** START Records for this exercise **

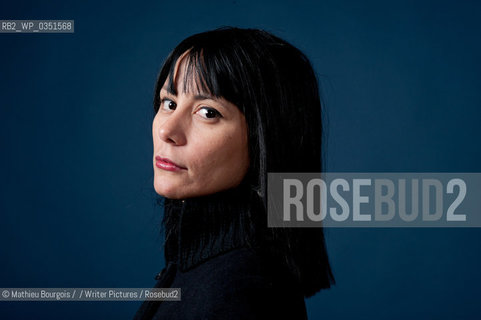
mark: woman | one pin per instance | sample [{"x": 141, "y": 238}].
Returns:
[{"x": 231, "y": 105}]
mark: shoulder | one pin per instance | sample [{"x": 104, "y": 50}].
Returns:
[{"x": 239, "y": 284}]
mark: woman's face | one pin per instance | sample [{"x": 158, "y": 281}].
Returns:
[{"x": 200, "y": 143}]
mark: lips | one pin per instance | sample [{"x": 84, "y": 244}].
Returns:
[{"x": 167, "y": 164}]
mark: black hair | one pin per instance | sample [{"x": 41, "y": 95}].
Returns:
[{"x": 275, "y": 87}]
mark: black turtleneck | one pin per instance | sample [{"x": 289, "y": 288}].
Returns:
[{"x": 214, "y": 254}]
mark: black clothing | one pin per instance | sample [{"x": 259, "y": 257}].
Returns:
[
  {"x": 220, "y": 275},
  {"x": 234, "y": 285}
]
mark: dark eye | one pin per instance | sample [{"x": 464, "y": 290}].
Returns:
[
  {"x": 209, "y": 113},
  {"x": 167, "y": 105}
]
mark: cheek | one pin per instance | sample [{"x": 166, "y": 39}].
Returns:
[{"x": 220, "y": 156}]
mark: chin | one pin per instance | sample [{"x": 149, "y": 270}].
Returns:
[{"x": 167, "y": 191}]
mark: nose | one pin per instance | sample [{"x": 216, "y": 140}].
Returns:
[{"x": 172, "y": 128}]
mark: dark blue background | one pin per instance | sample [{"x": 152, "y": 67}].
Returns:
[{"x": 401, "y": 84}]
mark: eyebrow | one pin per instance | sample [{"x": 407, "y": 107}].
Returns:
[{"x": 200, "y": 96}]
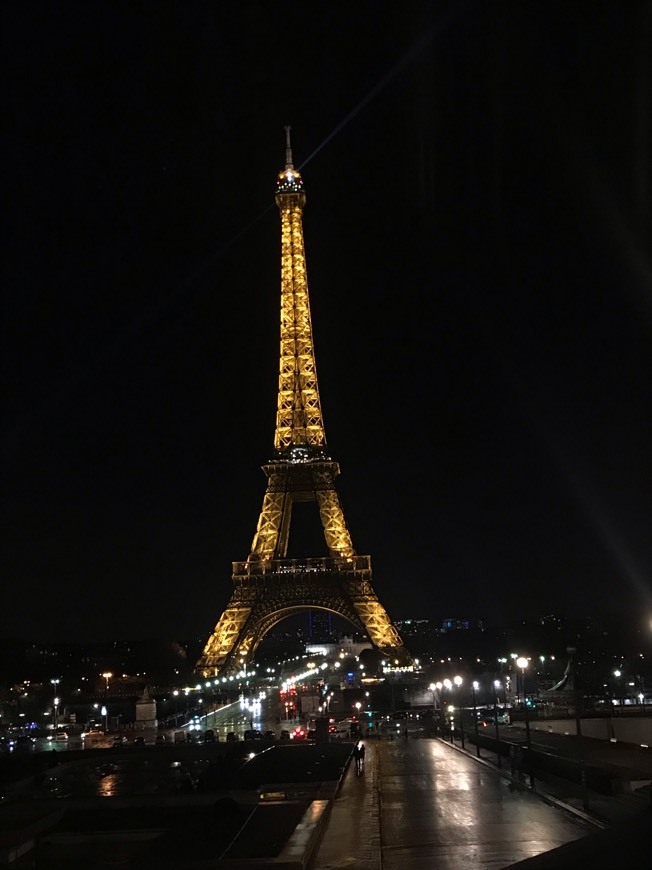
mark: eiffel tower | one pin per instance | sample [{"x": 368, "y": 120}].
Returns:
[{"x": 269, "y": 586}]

** END Records for this exercise **

Task statement:
Rewrite the stretch from the line containing "mark: eyebrow |" through the end of the lines, requests included. Scale each point coordinate in the answers by 2.15 and round to whole numbers with halves going up, leaving the requests and their sample points unchanged and omitting the pictures.

Finished task:
mark: eyebrow | one pin per instance | sample [{"x": 407, "y": 107}].
Returns:
[{"x": 430, "y": 206}]
mark: eiffel tower | one pin per instance | sample [{"x": 368, "y": 120}].
Returns:
[{"x": 578, "y": 1260}]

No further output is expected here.